:: Activity ::
Type out each entry exactly as it appears, but keep every image out.

:: Records provided ::
....

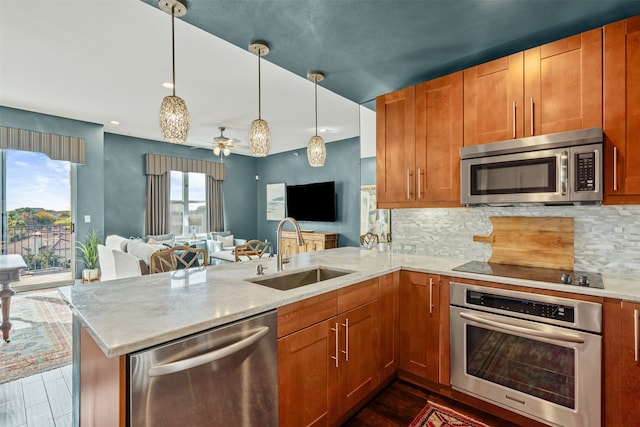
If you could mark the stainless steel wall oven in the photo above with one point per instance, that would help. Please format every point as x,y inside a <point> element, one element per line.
<point>534,354</point>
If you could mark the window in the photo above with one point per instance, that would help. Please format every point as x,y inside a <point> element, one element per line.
<point>37,215</point>
<point>188,211</point>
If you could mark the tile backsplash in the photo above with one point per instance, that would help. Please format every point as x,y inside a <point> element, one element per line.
<point>606,238</point>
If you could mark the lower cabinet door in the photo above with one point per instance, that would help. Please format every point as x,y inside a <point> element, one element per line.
<point>358,363</point>
<point>308,376</point>
<point>419,324</point>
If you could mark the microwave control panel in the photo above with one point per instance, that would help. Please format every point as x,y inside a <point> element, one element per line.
<point>586,171</point>
<point>561,312</point>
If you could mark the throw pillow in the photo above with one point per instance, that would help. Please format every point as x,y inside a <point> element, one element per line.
<point>226,240</point>
<point>162,239</point>
<point>187,259</point>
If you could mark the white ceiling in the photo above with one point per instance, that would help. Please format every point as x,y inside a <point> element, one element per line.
<point>98,61</point>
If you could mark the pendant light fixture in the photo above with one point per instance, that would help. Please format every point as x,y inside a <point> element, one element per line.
<point>174,116</point>
<point>316,150</point>
<point>259,134</point>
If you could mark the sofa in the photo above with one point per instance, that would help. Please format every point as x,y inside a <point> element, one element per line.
<point>137,248</point>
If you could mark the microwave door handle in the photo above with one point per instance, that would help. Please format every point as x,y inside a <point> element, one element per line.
<point>564,176</point>
<point>192,362</point>
<point>478,318</point>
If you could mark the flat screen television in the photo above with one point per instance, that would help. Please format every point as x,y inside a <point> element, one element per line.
<point>312,202</point>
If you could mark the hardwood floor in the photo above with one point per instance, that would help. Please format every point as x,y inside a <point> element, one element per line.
<point>41,400</point>
<point>399,403</point>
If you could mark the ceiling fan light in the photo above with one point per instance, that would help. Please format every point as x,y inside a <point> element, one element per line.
<point>174,119</point>
<point>316,151</point>
<point>259,138</point>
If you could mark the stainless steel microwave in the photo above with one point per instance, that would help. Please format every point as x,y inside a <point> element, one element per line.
<point>560,168</point>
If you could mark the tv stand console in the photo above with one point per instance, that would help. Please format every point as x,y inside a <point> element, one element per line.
<point>312,242</point>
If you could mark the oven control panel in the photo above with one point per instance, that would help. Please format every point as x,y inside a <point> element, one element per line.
<point>561,312</point>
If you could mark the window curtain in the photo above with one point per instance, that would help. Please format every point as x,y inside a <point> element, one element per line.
<point>157,217</point>
<point>214,204</point>
<point>56,147</point>
<point>158,167</point>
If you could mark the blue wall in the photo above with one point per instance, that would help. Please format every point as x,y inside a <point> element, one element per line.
<point>126,185</point>
<point>342,166</point>
<point>90,176</point>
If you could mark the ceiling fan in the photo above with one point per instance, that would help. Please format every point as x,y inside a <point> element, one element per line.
<point>222,144</point>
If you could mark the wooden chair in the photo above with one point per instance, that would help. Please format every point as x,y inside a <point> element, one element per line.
<point>177,257</point>
<point>252,249</point>
<point>369,239</point>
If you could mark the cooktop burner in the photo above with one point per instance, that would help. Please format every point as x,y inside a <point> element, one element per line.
<point>567,277</point>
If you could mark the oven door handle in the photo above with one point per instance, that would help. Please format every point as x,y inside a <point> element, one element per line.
<point>192,362</point>
<point>521,329</point>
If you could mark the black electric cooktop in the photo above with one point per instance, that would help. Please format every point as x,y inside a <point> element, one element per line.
<point>566,277</point>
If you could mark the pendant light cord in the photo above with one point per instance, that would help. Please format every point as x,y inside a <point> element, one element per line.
<point>316,100</point>
<point>259,87</point>
<point>173,49</point>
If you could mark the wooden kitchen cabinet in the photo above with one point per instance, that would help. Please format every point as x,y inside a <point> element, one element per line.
<point>622,112</point>
<point>327,355</point>
<point>621,364</point>
<point>395,148</point>
<point>493,101</point>
<point>312,242</point>
<point>438,141</point>
<point>419,135</point>
<point>420,325</point>
<point>552,88</point>
<point>389,331</point>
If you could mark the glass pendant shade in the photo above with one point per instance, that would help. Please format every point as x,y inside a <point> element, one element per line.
<point>174,119</point>
<point>259,138</point>
<point>316,151</point>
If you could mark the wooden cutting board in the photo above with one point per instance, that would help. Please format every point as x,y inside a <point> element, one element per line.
<point>545,242</point>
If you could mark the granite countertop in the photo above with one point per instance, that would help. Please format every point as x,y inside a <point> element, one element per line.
<point>127,315</point>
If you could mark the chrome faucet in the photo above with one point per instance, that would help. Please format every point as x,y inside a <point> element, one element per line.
<point>279,258</point>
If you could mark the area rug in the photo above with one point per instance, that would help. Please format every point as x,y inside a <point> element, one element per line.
<point>40,335</point>
<point>434,415</point>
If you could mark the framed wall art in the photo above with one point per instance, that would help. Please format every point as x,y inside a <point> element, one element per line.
<point>276,197</point>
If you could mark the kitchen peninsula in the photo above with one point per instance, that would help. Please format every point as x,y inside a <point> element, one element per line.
<point>128,315</point>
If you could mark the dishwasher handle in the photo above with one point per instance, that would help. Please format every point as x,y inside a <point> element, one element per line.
<point>192,362</point>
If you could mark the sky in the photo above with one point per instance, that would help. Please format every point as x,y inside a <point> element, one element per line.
<point>36,181</point>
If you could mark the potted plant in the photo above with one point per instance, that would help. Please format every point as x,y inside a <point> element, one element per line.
<point>89,250</point>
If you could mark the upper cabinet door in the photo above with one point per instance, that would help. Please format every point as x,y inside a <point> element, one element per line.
<point>622,111</point>
<point>395,147</point>
<point>493,98</point>
<point>563,85</point>
<point>438,140</point>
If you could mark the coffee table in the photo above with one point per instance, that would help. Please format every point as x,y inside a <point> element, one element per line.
<point>10,266</point>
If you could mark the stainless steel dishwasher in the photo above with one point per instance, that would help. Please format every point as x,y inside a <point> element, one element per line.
<point>227,376</point>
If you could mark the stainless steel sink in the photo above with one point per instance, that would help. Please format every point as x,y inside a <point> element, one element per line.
<point>285,282</point>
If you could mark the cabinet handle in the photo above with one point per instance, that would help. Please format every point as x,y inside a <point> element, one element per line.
<point>430,295</point>
<point>564,174</point>
<point>514,119</point>
<point>532,107</point>
<point>635,334</point>
<point>346,340</point>
<point>336,358</point>
<point>615,168</point>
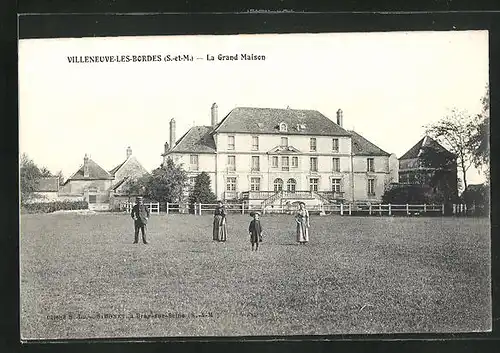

....

:: Exercise output ::
If you could mark the stainless steel wall oven in the photo above with one point per instance, that would help. Please format every point as x,y inside a <point> element, one element per line.
<point>534,354</point>
If you could mark the window in the photo above with one point per instance, that would help. Please format every point as x,y inside a <point> element, one element per line.
<point>37,215</point>
<point>188,211</point>
If you could mark the tile backsplash in the photo above with one point per instance, that would help. Please format every point as x,y inside a <point> element, one element per line.
<point>606,238</point>
If you could mark the lower cabinet door in the photo above with one point per instance, that would help. Please format every point as x,y inside a <point> element, one element per line.
<point>358,363</point>
<point>308,376</point>
<point>419,324</point>
If you could mark the microwave control panel in the photo above with one point per instance, that would help. Please format every point as x,y inside a <point> element, one element per line.
<point>586,171</point>
<point>561,312</point>
If you could mark the throw pillow in the photo above with one point per instance, that would help. Please format every point as x,y inside a <point> element, one element per line.
<point>226,240</point>
<point>162,239</point>
<point>187,259</point>
If you could mark the white ceiling in the photo above with one point per instance, that would help. Please format every point as x,y inside a <point> element, one element per line.
<point>98,61</point>
If you could mark the pendant light fixture in the photo above with one point per instance, that would help. Please format every point as x,y inside a <point> element, one element per line.
<point>174,116</point>
<point>316,150</point>
<point>259,134</point>
If you could mark the sofa in the photo above with one point per instance, that would help. Please format every point as x,y inside a <point> element, one element per line.
<point>137,248</point>
If you could mark the microwave door handle in the photo above with one point per instance, that would help. Please format every point as x,y inside a <point> element, one element per line.
<point>564,176</point>
<point>192,362</point>
<point>478,318</point>
If you could mark the flat screen television in the photo above with one point per instance, that would help. Please format every point as x,y inside a <point> element, one element per line.
<point>312,202</point>
If you could mark the hardwood floor in the photo above with one point per instance, that would help. Please format every point as x,y inside a <point> element, one element per line.
<point>41,400</point>
<point>399,403</point>
If you could mark the ceiling fan light in the photo above with one point per instance, that would help. Please format every point as x,y inside a <point> element, one element per line.
<point>174,119</point>
<point>316,151</point>
<point>259,138</point>
If you could mark the stainless steel microwave in the photo above with one point per instance, that would help. Please format every point as x,y inside a <point> element, one element per line.
<point>560,168</point>
If you could mark the tv stand console in the photo above with one point per instance, that would help. Please format every point as x,y inside a <point> element, one element per line.
<point>312,242</point>
If you could mark the oven control panel in the photo above with one point per instance, that would help. Please format every point as x,y inside a <point> element, one element per line.
<point>561,312</point>
If you could mark the window curtain in the photo above with one point per instance, that would help. Please format every point as x,y inside a <point> element, one element per line.
<point>157,217</point>
<point>214,204</point>
<point>56,147</point>
<point>158,167</point>
If you could mark the blue wall in the photo above with one point per instance, that would help. Please format every point as x,y inside a <point> element, one element per line.
<point>126,185</point>
<point>342,166</point>
<point>90,176</point>
If you could mark the ceiling fan in the photo above with one point per instance, that would help. Please format every point as x,y inside a <point> element, one element per line.
<point>222,144</point>
If you could mark the wooden chair in the photo above with one point per instance, that would help. Please format every point as x,y inside a <point> element, one element per line.
<point>177,257</point>
<point>252,249</point>
<point>369,239</point>
If you could mark the cooktop burner in the photo above with one point per instance, that would help. Please format every point as x,y inside a <point> element, one element per line.
<point>567,277</point>
If you could mark the oven door handle in the photo above with one point per instance, that would help. Please format every point as x,y inside a <point> element, one element per line.
<point>192,362</point>
<point>521,329</point>
If you could mark the black electric cooktop in the photo above with one point per instance, that would help. Please format every point as x,y inside a <point> element, one element per line.
<point>566,277</point>
If you could mark the pendant light cord in the photo above with one point per instance, that would help. Please format every point as x,y inside a <point> element, one element per line.
<point>316,100</point>
<point>259,87</point>
<point>173,49</point>
If you could mark the wooden kitchen cabinet in the photo above with one point per instance, that would help. Please format every point as x,y inside a <point> element, one element per line.
<point>622,112</point>
<point>327,355</point>
<point>621,364</point>
<point>395,148</point>
<point>493,101</point>
<point>312,242</point>
<point>438,141</point>
<point>419,135</point>
<point>420,325</point>
<point>552,88</point>
<point>389,331</point>
If you could mark the glass pendant shade in the photo above with one point per instance, that would help. Please format every point as x,y inside a <point> element, one element per line.
<point>174,119</point>
<point>259,138</point>
<point>316,151</point>
If you could mark the wooden cutting board in the photo above with one point per instance, that would help. Please format every point as x,y inside a <point> element, one element per line.
<point>545,242</point>
If you could mark the granite countertop in the photo above with one point per instance, that would help. Please format every point as x,y inside a <point> element, one element per line.
<point>127,315</point>
If you could mark the chrome faucet in the photo above with one point per instance, that would help. Please format every point as x,y inside a <point> element, one element per line.
<point>279,258</point>
If you could mark the area rug in the photo above with one point per instance, that would help. Please format every point as x,y inside a <point> element, one element per line.
<point>40,335</point>
<point>434,415</point>
If you could mark the framed wall art in the photo above with one point per instance, that would help. Please format every point as x,y inside a <point> element, one element per line.
<point>276,197</point>
If you could mark the kitchen peninsula in the photo above with one point per instance, that would help. Please format every point as x,y inside a <point> element, one element per line.
<point>128,315</point>
If you could mark the dishwasher handle in the photo above with one point per instance, that would help. Please format every point as x,y inside a <point> element, one element per line.
<point>192,362</point>
If you could mark the sky in the photo above with one point per instance, that would help. Please format every point as x,y inside a <point> element, one element per line.
<point>36,181</point>
If you could mark the potted plant in the photo above with one point per instance, that would help. Please format every point as x,y inside a <point> element, one element per line.
<point>89,250</point>
If you could mark the upper cabinet door in the photo above with one point per instance, that would help. Please format every point as x,y inside a <point> element, one element per line.
<point>622,111</point>
<point>395,147</point>
<point>493,98</point>
<point>563,85</point>
<point>438,140</point>
If you could mark the coffee table in the photo above with one point per instance, that would help. Please format every point as x,y inside a <point> element, one element per line.
<point>10,266</point>
If you could mark the stainless steel dishwasher in the photo above with one point per instance, that would help. Please format every point as x,y inside a <point> element, one element per line.
<point>227,376</point>
If you could mark the stainless steel sink in the photo above with one point per instance, that would help. Please format every point as x,y inside a <point> element, one element per line.
<point>285,282</point>
If you could mark the cabinet handle in the photo above with one point per instance, that would help. Please format every point as x,y inside a <point> element, one element per line.
<point>430,295</point>
<point>564,174</point>
<point>514,119</point>
<point>532,107</point>
<point>635,334</point>
<point>346,340</point>
<point>336,358</point>
<point>615,168</point>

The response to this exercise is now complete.